**WHAT YOU NEED TO DO:**
Rewrite everything from the line containing "the tree bark" down to the end of the data below, requests included. Multiply each coordinate in the answers by 1.4 and round it to a whole number, with halves rounded up. Leave the requests and their format samples unchanged.

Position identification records
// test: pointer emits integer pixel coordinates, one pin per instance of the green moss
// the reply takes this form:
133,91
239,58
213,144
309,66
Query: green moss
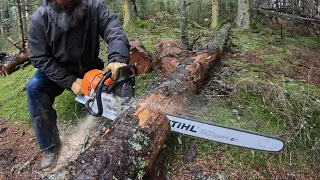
13,100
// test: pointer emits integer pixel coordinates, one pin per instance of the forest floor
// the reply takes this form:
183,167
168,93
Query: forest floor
262,83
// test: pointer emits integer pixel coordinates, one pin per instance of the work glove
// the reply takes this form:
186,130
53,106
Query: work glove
113,66
77,87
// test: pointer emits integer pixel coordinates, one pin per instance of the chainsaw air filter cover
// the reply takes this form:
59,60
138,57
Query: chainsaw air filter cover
91,80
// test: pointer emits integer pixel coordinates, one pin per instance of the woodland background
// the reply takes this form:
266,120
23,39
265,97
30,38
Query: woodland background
267,81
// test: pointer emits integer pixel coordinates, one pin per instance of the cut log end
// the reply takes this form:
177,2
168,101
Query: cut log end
131,144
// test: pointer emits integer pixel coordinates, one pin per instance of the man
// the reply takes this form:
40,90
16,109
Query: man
63,43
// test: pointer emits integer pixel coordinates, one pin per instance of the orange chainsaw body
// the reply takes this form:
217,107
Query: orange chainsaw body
91,80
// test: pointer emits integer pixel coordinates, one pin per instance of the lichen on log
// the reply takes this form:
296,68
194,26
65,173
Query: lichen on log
129,147
132,143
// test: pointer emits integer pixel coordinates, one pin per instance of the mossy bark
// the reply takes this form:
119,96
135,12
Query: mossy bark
215,13
128,12
130,146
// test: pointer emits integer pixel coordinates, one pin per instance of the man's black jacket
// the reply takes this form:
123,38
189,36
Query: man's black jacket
64,55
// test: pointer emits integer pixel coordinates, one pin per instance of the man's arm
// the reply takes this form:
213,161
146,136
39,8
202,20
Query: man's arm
40,55
112,32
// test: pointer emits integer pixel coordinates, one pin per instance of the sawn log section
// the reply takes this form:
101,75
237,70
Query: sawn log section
133,141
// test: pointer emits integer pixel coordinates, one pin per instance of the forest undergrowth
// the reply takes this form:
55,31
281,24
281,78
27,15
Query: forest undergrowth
260,86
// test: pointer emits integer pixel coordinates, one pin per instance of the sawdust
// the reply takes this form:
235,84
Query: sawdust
76,139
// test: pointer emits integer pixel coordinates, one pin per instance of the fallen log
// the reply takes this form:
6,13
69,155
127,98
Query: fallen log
131,144
140,56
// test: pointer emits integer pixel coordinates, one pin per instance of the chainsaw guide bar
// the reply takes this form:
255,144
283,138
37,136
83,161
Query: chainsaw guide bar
203,130
100,101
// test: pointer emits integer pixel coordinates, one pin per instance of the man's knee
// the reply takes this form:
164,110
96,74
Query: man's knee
32,86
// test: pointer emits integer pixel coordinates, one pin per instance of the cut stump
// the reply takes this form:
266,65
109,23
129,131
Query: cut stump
130,146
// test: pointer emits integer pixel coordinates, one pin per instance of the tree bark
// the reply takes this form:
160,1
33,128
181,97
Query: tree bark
130,146
128,12
215,13
10,64
168,55
184,24
140,57
243,17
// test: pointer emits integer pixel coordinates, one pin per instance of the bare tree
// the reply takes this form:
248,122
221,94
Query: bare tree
184,24
243,17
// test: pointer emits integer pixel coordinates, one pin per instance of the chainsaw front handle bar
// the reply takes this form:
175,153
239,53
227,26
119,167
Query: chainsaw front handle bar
98,97
99,88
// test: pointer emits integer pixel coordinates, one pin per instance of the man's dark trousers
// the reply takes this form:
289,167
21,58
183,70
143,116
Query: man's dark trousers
41,93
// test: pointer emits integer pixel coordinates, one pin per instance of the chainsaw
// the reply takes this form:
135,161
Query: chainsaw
99,100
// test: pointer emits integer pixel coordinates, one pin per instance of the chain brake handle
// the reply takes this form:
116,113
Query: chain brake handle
100,86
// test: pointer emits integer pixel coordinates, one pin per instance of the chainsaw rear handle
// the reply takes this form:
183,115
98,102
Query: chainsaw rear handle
100,87
98,97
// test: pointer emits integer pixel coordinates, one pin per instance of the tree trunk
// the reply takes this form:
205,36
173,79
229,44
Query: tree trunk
169,55
215,13
130,146
140,57
128,12
135,9
21,22
184,24
243,17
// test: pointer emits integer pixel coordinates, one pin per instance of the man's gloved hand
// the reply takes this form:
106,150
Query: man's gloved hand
113,66
77,87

**FULL ANSWER:**
// test: pointer emits integer pixel coordinates, one pin per instance of the tree bark
// the reply takes this form:
160,1
33,128
181,97
Query: tree bark
182,204
179,17
301,18
14,90
235,77
258,34
196,80
340,24
// test: pointer emits integer pixel coordinates, one pin per instance of the bare tree
// the reply takes this form:
248,122
221,94
Query: bare tree
258,34
340,24
// test: pointer emits integer pixel coordinates, one pin per instance of the chainsaw front handle bar
// the reply takes this form:
175,153
239,53
227,26
119,167
Query: chainsaw front handle bar
137,136
139,123
// test: pointer emits integer pixel coordinates, one pin per instance of the man's dark trousers
// the reply takes this form:
289,167
21,58
183,70
143,116
Query: man's dark trousers
57,130
// test: pointer emits integer pixel coordinates, one pin per instance of the chainsaw
// the reply takes this form:
135,161
Query: chainsaw
139,140
// test: pointer emits integer pixel coordinates, one pin per instance of the chain brake handle
// the reply takes this form:
116,113
Query: chain brake handle
140,120
// test: pointer emits integer pixel coordinates, one pin per instance of the chainsaw rear handle
// the reply takes this form:
183,115
98,102
Query: chainsaw rear handle
140,122
137,136
// test: pointer emits integer pixel coordinates, one pin per instance of the tree trunk
// the reply takes this form:
205,36
173,79
229,44
Query: tree trunk
237,77
301,18
182,204
196,80
179,17
189,13
29,31
258,34
340,24
// test: pointer emits integer pixel coordinates, one pin per instance of the man's gloved hand
// the reply takes this form:
106,150
Query: man's gloved hand
158,92
108,122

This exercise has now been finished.